===== Texte à lire =====

TÊTES CHERCHEUSES

Une chercheuse veille sur votre sommeil

par Bruno Levesque

Quand la nuit vient, que tout le monde dort paisiblement, Dominique Lorrain, professeure au Département de psychologie et chercheuse au Centre de recherche en gérontologie et gériatrie de l'Hôpital d'Youville, veille au grain. Après les bonnes fées et les anges gardiens, c'est elle qui à son tour, vient surveiller votre sommeil.

À l'aide d'électrodes placées sur le crâne, sur les yeux et sur le menton de collaboratrices et collaborateurs bénévoles qui viennent passer la nuit dans son laboratoire, elle mesure leur activité cérébrale, les mouvements de leurs yeux et la tension musculaire de leur menton tout au long de la nuit. Ces électrodes sont reliées à un ordinateur qui enregistre la moindre activité, le moindre mouvement.

Le but de ces recherches? Mieux comprendre le sommeil des personnes âgées et, objectif ultime, trouver un moyen de diagnostiquer la maladie d'Alzheimer de façon précoce. <<Nos recherches ne font que commencer et nous n'en sommes qu'à l'étape des hypothèses>>, s'empresse de préciser Dominique Lorrain, fort consciente de l'espoir que de tels propos pourraient faire naître.

=====

#### Consigne 1
Indiquez si chacun des énoncés suivants est conforme à l'article sur le sommeil, en répondant par oui ou par non et en citant les mots de l'article qui tranchent. (a) Les électrodes sont posées sur le crâne, les yeux et le menton des participants. (b) Les personnes qui dorment au laboratoire sont rémunérées. (c) Dominique Lorrain affirme avoir déjà mis au point un moyen de diagnostiquer précocement la maladie d'Alzheimer.
#### Consigne 2
Poursuivez l'article sur le sommeil à la suite de sa dernière phrase.

===== Matériel fourni =====

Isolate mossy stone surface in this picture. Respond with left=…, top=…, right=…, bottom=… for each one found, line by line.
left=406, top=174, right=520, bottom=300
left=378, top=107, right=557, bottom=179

=====

#### Réponse 1
(a) Oui : « À l'aide d'électrodes placées sur le crâne, sur les yeux et sur le menton ».
(b) Non : « collaboratrices et collaborateurs bénévoles ».
(c) Non : « Nos recherches ne font que commencer et nous n'en sommes qu'à l'étape des hypothèses ».

#### Réponse 2
De séduisantes hypothèses

Quelques faits liant la mémoire, une phase du sommeil appelée sommeil paradoxal et la maladie d'Alzheimer ont mis la puce à l'oreille de Dominique Lorrain. Par exemple, il est connu que les périodes de sommeil paradoxal augmentent chez une personne en situation d'apprentissage intense, par exemple chez un étudiant en période d'examens. Autres faits troublants, la période précédant l'arrivée du sommeil paradoxal est plus longue chez les personnes souffrant de la maladie d'Alzheimer que chez les autres et l'acétylcholine, un neurotransmetteur chimique que les spécialistes ont depuis longtemps associé à la mémoire, est aussi responsable du déclenchement des périodes de sommeil paradoxal. Enfin, la baisse d'activité cérébrale associée à la maladie d'Alzheimer, quasi imperceptible quand le patient est éveillé, est deux fois plus visible lors du sommeil paradoxal.

Pour sa recherche, Dominique Lorrain a formé deux échantillons de sujets : l'un composé de personnes atteintes de démence de type Alzheimer et un groupe de contrôle composé de personnes âgées en bonne santé. La psychologue compte ainsi comparer les performances cognitives et mnésiques des personnes âgées à l'intérieur d'un cycle de 24 heures. Comment évoluent les performances de chacun des groupes? Quelle différence peut-on remarquer entre les deux? Répondre à ces questions pourrait ouvrir toutes grandes les portes à un diagnostic précoce de la maladie d'Alzheimer. Et Dominique Lorrain s'est donné pour but d'y arriver.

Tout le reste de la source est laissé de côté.